*About this exercise:* Scan the entries below and return each line that contains "turf".

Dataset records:
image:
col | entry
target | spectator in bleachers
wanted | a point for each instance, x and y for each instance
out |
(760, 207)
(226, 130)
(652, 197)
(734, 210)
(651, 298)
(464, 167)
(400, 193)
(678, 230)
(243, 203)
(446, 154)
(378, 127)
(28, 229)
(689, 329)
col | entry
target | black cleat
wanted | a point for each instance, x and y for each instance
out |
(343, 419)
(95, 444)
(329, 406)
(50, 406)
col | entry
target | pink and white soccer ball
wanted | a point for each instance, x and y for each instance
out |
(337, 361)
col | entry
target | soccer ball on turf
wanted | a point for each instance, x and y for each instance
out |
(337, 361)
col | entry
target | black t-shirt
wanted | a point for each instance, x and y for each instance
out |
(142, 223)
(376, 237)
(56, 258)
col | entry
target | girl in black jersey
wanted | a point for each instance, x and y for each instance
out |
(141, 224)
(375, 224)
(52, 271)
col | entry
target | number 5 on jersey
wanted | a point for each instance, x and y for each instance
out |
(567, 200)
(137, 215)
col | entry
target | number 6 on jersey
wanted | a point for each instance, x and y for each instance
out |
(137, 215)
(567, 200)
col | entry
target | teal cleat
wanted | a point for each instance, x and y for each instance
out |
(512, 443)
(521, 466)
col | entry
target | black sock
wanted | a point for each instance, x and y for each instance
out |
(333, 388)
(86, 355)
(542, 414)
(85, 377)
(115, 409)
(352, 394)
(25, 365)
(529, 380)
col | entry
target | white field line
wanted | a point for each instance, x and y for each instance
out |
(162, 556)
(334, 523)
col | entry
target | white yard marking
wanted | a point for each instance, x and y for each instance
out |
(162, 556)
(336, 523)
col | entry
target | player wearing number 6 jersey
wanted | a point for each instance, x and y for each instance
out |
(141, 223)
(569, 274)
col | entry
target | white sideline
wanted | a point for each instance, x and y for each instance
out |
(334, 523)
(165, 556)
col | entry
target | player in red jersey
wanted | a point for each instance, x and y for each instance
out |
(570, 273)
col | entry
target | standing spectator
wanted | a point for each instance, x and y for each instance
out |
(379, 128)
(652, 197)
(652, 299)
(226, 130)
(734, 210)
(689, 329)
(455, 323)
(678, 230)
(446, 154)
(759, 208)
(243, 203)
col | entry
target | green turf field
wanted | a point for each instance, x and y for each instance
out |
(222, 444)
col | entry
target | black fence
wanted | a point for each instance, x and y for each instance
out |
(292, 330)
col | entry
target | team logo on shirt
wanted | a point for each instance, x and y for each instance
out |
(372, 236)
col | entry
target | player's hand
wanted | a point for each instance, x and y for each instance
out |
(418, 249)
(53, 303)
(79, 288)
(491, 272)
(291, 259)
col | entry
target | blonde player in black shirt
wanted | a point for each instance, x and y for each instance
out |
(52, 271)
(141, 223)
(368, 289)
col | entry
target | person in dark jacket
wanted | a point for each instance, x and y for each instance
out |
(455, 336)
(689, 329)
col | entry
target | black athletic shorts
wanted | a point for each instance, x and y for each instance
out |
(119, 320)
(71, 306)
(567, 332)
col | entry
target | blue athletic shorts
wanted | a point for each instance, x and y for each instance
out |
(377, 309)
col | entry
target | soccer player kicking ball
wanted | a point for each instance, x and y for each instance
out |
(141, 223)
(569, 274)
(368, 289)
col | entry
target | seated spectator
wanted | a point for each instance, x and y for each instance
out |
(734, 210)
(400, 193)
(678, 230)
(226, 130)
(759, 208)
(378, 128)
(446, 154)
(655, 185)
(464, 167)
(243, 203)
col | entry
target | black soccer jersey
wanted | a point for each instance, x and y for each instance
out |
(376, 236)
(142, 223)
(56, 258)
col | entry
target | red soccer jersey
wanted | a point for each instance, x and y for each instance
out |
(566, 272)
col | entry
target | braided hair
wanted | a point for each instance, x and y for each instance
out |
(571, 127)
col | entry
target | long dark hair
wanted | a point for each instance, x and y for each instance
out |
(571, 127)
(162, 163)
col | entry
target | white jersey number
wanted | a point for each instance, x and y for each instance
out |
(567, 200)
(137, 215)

*Exercise output:*
target | soccer ball on turf
target | green turf field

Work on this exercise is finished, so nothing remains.